SHORT EXERCISE: Report how many lines in the rows below contain the string "tree". Give only the number.

[Start RECORDS FOR THIS EXERCISE]

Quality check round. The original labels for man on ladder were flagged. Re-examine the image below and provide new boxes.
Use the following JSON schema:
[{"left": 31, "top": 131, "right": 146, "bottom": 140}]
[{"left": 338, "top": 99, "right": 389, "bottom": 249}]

[End RECORDS FOR THIS EXERCISE]
[Start RECORDS FOR THIS EXERCISE]

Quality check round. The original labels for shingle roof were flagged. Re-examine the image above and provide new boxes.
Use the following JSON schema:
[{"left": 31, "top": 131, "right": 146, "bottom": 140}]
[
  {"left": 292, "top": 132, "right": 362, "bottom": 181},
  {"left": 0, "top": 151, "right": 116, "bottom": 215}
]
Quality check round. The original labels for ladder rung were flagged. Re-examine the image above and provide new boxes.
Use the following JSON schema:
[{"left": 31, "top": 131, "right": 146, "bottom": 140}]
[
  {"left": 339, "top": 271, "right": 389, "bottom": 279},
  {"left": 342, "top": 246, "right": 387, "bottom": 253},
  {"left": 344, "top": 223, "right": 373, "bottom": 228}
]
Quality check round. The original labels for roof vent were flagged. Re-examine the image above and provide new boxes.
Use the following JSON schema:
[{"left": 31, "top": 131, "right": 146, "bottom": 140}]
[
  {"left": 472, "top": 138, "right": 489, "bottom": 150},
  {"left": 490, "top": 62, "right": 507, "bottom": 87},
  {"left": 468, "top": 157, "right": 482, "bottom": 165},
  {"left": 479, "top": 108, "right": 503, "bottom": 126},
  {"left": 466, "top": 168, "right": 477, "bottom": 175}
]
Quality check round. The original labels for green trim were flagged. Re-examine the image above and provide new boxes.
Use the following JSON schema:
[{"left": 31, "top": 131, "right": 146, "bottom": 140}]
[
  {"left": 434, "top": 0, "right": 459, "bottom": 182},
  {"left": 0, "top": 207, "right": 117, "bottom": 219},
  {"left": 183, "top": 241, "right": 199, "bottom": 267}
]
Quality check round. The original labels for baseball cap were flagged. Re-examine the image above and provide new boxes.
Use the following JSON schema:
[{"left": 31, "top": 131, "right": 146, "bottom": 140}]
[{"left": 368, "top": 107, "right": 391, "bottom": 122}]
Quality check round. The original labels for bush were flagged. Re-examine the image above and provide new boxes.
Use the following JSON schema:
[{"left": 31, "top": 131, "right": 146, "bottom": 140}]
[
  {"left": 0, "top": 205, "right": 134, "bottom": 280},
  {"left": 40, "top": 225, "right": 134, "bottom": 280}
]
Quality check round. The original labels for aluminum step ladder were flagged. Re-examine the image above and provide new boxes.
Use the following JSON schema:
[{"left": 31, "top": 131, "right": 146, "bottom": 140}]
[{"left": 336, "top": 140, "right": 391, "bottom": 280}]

[End RECORDS FOR THIS EXERCISE]
[Start RECORDS FOR THIS EXERCISE]

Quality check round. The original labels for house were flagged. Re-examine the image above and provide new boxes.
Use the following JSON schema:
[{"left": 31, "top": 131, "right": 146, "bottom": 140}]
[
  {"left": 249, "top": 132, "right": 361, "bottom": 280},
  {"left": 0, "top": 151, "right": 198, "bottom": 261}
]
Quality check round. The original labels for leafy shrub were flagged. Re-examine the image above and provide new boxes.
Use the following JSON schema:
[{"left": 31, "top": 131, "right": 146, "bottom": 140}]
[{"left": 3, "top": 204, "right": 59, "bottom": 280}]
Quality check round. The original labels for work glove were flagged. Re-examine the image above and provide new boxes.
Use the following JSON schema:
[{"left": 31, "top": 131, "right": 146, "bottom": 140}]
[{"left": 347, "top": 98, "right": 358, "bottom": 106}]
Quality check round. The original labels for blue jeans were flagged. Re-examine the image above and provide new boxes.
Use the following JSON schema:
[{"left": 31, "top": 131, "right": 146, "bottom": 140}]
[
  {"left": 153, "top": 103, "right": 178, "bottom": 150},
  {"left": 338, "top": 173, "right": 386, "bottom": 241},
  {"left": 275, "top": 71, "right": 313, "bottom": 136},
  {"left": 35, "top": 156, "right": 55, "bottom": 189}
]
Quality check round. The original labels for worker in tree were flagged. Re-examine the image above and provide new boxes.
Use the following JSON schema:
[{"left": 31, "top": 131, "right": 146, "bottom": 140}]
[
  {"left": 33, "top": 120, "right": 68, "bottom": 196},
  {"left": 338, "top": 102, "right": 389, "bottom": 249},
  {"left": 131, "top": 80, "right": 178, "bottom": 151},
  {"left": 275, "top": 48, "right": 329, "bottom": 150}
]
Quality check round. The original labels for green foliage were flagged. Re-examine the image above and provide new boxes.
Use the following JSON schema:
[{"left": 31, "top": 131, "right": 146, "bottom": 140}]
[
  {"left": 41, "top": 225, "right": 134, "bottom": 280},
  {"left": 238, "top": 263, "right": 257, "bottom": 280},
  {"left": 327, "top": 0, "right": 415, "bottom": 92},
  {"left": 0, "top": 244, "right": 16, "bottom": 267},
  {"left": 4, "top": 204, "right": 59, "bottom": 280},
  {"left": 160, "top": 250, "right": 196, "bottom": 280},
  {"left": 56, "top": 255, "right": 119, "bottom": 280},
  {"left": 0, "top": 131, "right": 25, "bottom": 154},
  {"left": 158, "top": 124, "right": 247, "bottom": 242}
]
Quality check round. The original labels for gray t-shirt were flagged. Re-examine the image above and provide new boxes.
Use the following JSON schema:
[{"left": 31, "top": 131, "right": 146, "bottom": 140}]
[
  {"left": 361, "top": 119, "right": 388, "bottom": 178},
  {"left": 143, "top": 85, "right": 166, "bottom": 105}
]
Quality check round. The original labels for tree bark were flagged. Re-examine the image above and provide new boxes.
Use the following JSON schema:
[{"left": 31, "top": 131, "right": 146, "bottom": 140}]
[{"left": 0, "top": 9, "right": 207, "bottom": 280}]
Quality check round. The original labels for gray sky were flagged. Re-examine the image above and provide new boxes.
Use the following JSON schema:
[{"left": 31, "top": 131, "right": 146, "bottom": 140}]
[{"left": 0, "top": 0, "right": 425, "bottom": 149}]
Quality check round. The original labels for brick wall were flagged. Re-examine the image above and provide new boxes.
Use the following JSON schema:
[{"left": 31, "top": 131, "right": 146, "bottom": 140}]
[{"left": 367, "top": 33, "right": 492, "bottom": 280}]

[End RECORDS FOR THIS EXERCISE]

IN RESPONSE: 2